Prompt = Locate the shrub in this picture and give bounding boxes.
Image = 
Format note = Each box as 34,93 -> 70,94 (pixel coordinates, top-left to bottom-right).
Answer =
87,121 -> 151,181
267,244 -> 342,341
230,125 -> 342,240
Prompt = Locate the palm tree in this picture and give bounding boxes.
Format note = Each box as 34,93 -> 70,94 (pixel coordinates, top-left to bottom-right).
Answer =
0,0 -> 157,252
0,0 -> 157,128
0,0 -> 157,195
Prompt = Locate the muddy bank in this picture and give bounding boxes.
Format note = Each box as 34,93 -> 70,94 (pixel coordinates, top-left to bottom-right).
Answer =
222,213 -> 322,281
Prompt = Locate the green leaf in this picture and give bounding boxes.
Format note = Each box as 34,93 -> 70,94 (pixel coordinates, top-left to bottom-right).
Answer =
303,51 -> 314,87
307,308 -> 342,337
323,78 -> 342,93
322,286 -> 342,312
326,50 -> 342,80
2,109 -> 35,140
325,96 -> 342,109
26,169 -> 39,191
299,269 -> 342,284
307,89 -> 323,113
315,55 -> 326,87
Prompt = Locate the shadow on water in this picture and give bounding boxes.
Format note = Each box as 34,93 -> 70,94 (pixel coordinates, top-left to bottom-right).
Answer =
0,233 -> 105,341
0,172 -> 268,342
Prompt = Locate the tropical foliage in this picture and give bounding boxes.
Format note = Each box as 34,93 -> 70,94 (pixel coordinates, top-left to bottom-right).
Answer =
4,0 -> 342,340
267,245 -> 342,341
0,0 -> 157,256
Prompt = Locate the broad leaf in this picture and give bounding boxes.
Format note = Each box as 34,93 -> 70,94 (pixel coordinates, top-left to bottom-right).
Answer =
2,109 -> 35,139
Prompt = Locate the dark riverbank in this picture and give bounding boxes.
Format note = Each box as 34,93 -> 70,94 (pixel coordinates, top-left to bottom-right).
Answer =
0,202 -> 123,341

## Task requirements
The records above must be restated. Preserve every word.

## Solution to this exercise
Prompt = Locate the shrub in this picture and give bounding boxes.
Image = 
Format note = Each box as 34,93 -> 70,94 (pixel coordinates, top-left to bottom-right).
Answer =
87,121 -> 151,181
267,244 -> 342,341
230,125 -> 342,240
Prompt = Locate the palm tree in this picture and give bounding boxes.
Format note = Each box as 34,93 -> 70,94 (pixel coordinates, top-left to bottom-right).
Answer =
0,0 -> 157,252
0,0 -> 157,128
0,0 -> 157,195
Prompt = Locate the muddy bank in this picture and give bounding boxes.
Format note = Each box as 34,93 -> 70,94 (pixel coordinates, top-left to bottom-right).
Answer =
222,213 -> 322,281
Prompt = Locate the green leaf in this picture and give bounding boxes.
Format note = Each box as 34,93 -> 70,94 (pixel coordinates, top-left to bottom-right).
Answer =
303,51 -> 314,87
307,308 -> 342,337
323,78 -> 342,93
322,286 -> 342,312
326,50 -> 342,80
2,109 -> 35,140
325,96 -> 342,109
26,169 -> 39,191
299,269 -> 342,284
307,89 -> 323,113
315,55 -> 326,87
Prompt = Locate the shadow on water in this picture and give bounding boxes.
Format note = Each box as 34,93 -> 70,94 (pixel coordinates, top-left to bottom-right).
Answer =
0,233 -> 105,341
0,172 -> 268,342
Prompt = Locate the tropical foliage in this picture and give bounding boxes.
Format note = Each box as 34,93 -> 70,94 (pixel coordinates, top-left to bottom-right).
Answer =
4,0 -> 342,340
267,245 -> 342,341
0,0 -> 157,256
Prompt = Locate the broad leaf in this picture and give bounding boxes.
Format note = Each box as 34,93 -> 70,94 (pixel coordinates, top-left to bottom-right).
Answer =
2,109 -> 35,139
Prompt = Locate the dark riverbank in this picture and give bounding boxes.
Format note = Each box as 34,93 -> 70,94 (pixel coordinates, top-left to bottom-right).
Answer =
0,202 -> 123,341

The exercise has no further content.